▶ **Text block**
◇ ◇ ◇

I am interested in the science invented daily by femmes who think up safe and environmentally conscious ways of adorning their bodies and faces with make-up and clothing that hasn’t gone through cancer-inducing cycles of fuckery and murderous testing. I am interested in the science of centering emotional wisdom in movements, thus re-centering the humanity of this species as opposed to attempting to erase it and merely recycling the dysfunction of oppression. I am interested in the scientists who name their identities and set about mani-femme-festing those identities in ways that create more room for others to find themselves when, previously, there may have been a vacancy, a life-threatening emptiness created by imperialist notions of a monolithic human race.
I am interested in the scientists in the townships of my city finding ways to stretch one or two items of food across several days so they and their babies don’t starve. I am interested in the inner city brilliance of intricate hair art and science, the perfection of braiding any length and texture of hair, of cutting the fiercest and most precise fades. I am interested in the science of survivorship, the ways survivors of abuse are learning to find one another, facilitate healing for themselves and each other through the shared meals, blog pieces, email threads, conversations over the phone, on twitter. I am so deeply enthralled by the science of anti-oppression resistance, the way our very existence becomes an act of resistance and the brilliant and masterful ways we write ourselves into that resistance.
I am very clear about who my scientists are and I have the utmost faith in how they are going to carry us into the future. We have not always been oppressed and we have not always had our power, talent and genius undermined by oppressive institutions. We have not always had our swag and beauty and magic exploited and appropriated. We have embedded in our DNA the capacity of studying the stars, building our own homes and living harmoniously with the rest of the natural world. I envision a world in which we marginalized folk reclaim our scientific expertise and sacredness by recognizing and lifting up each other’s work, by sharing skills and being collectively strategic about our liberation. I envision a world in which our science shapes the way we organize ourselves into communities and villages; in which our survivorship mechanisms become the way more and more people begin to live—free of hierarchy and elitism and exploitation and oppression.
Our science, that has withstood centuries of appropriation and oppression, is generative and life-giving and sustainable. It is not ruthless and violent and exploitative. It is magic and because it is the complete antithesis of white eurocentric “modern day” science; it is exactly the kind of science the world needs for a revolution to be full enacted.

◇ ◇ ◇

[Saved entries]
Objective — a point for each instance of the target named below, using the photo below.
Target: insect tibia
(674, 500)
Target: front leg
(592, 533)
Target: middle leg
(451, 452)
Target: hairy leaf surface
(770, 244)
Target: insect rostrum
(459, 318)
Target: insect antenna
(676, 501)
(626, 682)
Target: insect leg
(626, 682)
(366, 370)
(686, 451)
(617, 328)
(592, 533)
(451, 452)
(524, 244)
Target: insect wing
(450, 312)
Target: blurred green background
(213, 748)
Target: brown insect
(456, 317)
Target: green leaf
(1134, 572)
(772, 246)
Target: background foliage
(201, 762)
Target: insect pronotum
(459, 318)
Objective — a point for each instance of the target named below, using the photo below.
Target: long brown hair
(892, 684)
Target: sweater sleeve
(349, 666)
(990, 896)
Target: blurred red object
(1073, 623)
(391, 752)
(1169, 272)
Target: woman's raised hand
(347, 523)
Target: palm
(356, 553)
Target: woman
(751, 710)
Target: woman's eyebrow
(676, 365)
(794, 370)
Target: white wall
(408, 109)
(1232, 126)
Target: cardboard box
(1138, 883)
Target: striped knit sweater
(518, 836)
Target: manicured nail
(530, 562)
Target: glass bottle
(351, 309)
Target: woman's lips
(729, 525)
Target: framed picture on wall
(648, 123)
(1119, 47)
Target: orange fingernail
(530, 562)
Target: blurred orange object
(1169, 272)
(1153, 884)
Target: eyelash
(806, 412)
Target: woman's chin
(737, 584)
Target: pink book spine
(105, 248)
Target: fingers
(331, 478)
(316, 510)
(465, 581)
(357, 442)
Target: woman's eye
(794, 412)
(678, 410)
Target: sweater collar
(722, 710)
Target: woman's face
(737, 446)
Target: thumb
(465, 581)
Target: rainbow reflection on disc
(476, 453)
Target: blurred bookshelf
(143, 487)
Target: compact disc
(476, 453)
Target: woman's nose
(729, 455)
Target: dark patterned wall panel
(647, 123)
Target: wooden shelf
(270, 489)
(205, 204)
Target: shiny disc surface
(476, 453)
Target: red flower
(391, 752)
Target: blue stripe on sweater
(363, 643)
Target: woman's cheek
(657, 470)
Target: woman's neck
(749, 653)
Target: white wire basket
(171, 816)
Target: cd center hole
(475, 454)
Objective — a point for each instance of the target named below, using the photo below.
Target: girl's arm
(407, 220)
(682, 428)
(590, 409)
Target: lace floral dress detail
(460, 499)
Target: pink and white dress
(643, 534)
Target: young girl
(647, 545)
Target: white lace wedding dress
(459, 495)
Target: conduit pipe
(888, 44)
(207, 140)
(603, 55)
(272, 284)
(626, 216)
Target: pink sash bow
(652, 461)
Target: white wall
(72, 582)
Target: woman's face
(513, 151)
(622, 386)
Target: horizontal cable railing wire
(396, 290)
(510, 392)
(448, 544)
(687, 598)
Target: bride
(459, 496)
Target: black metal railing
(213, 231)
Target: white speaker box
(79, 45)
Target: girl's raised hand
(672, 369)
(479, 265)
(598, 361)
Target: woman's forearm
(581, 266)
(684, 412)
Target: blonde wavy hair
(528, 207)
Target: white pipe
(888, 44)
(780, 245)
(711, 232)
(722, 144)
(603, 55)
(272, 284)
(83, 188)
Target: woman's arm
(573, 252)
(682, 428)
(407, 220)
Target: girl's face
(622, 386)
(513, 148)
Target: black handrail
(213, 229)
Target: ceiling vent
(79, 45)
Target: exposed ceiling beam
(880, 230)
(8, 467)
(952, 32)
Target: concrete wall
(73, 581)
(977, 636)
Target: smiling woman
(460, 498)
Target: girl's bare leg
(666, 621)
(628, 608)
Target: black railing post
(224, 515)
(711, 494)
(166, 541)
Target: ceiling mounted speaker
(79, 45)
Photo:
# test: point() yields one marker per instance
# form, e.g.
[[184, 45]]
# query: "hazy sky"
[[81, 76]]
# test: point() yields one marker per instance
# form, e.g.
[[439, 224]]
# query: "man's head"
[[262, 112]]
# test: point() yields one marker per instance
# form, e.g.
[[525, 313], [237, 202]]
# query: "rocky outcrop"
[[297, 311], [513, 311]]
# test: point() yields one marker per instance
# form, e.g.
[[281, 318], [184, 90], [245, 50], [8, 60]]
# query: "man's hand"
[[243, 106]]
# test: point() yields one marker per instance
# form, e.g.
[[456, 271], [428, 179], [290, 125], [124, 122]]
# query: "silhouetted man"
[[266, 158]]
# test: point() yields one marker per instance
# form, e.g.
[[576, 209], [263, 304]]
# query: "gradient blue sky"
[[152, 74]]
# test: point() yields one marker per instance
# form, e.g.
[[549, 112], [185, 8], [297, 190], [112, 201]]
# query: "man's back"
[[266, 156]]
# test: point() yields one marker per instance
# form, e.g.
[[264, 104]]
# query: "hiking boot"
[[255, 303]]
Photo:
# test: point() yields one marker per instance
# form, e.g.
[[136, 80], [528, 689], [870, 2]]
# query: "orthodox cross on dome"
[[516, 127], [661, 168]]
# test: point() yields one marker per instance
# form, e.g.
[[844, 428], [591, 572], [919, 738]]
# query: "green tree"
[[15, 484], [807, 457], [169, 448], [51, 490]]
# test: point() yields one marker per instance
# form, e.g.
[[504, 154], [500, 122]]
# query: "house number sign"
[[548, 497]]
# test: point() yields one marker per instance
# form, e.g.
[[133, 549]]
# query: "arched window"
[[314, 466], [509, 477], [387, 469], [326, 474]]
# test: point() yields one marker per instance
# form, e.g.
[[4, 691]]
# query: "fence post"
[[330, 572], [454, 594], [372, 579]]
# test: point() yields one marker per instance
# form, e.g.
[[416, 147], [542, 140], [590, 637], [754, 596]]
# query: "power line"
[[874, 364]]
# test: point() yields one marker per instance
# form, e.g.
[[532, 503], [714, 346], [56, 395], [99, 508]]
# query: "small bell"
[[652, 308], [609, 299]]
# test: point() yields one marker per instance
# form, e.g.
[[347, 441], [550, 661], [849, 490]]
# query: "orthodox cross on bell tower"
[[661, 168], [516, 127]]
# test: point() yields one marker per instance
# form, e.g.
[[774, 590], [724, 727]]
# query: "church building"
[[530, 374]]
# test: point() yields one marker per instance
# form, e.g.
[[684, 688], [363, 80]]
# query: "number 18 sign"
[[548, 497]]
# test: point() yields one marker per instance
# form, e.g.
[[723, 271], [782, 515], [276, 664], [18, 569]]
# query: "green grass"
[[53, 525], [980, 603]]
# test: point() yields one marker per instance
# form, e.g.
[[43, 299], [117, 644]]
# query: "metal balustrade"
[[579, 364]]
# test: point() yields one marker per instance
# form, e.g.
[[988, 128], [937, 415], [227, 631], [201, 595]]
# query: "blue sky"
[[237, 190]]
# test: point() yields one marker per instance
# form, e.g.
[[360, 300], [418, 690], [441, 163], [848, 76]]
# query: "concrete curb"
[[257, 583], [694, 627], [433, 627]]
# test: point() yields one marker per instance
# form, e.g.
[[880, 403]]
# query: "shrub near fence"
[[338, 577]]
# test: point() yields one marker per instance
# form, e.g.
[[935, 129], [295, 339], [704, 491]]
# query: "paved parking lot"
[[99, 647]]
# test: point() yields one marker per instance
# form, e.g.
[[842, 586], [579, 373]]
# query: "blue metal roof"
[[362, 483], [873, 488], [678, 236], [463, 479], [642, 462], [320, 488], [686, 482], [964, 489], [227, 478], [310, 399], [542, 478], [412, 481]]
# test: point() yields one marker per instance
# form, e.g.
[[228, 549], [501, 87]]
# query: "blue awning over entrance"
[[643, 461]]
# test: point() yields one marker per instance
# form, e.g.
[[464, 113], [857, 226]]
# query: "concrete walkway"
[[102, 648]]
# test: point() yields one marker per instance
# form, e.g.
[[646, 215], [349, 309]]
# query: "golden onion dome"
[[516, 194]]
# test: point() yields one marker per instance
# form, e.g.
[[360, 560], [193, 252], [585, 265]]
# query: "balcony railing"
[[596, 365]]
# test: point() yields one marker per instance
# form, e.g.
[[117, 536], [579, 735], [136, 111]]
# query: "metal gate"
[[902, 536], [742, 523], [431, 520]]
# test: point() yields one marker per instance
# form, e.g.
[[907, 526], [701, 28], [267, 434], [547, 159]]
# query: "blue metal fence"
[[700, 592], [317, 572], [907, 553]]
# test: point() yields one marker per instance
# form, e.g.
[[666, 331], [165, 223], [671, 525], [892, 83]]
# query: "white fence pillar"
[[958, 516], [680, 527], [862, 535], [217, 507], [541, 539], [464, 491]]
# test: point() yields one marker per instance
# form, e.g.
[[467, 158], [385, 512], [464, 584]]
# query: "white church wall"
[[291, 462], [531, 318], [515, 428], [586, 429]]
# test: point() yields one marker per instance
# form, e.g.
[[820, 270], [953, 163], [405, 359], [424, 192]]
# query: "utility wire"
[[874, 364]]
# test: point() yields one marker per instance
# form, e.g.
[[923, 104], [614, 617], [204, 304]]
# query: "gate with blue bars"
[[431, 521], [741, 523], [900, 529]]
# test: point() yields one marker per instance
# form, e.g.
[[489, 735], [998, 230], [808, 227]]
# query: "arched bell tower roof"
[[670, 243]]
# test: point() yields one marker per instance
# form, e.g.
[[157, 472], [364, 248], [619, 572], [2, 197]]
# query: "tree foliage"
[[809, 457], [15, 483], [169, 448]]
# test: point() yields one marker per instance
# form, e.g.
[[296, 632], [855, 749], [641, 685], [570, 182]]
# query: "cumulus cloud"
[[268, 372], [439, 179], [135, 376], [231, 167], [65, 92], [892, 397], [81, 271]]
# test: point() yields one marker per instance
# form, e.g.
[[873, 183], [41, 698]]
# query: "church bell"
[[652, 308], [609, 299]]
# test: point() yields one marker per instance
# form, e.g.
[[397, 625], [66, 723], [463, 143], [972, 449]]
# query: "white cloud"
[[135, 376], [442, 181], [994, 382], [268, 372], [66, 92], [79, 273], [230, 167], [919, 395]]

◇ ◇ ◇

▶ **Task list**
1 – From the passage on science above, extract the stretch from "Our science, that" through "be full enacted.".
2 – Answer these questions from the passage on science:
(a) Which capacities does the writer say are embedded in our DNA?
(b) Which two hair skills does the writer praise as inner city brilliance?
(c) Of what kind of science does the writer call "our science" the complete antithesis?

▶ **Replies**
1 –
Our science, that has withstood centuries of appropriation and oppression, is generative and life-giving and sustainable. It is not ruthless and violent and exploitative. It is magic and because it is the complete antithesis of white eurocentric “modern day” science; it is exactly the kind of science the world needs for a revolution to be full enacted.

2 –
(a) The capacity of studying the stars, building our own homes and living harmoniously with the rest of the natural world.
(b) Braiding any length and texture of hair, and cutting the fiercest and most precise fades.
(c) White eurocentric "modern day" science.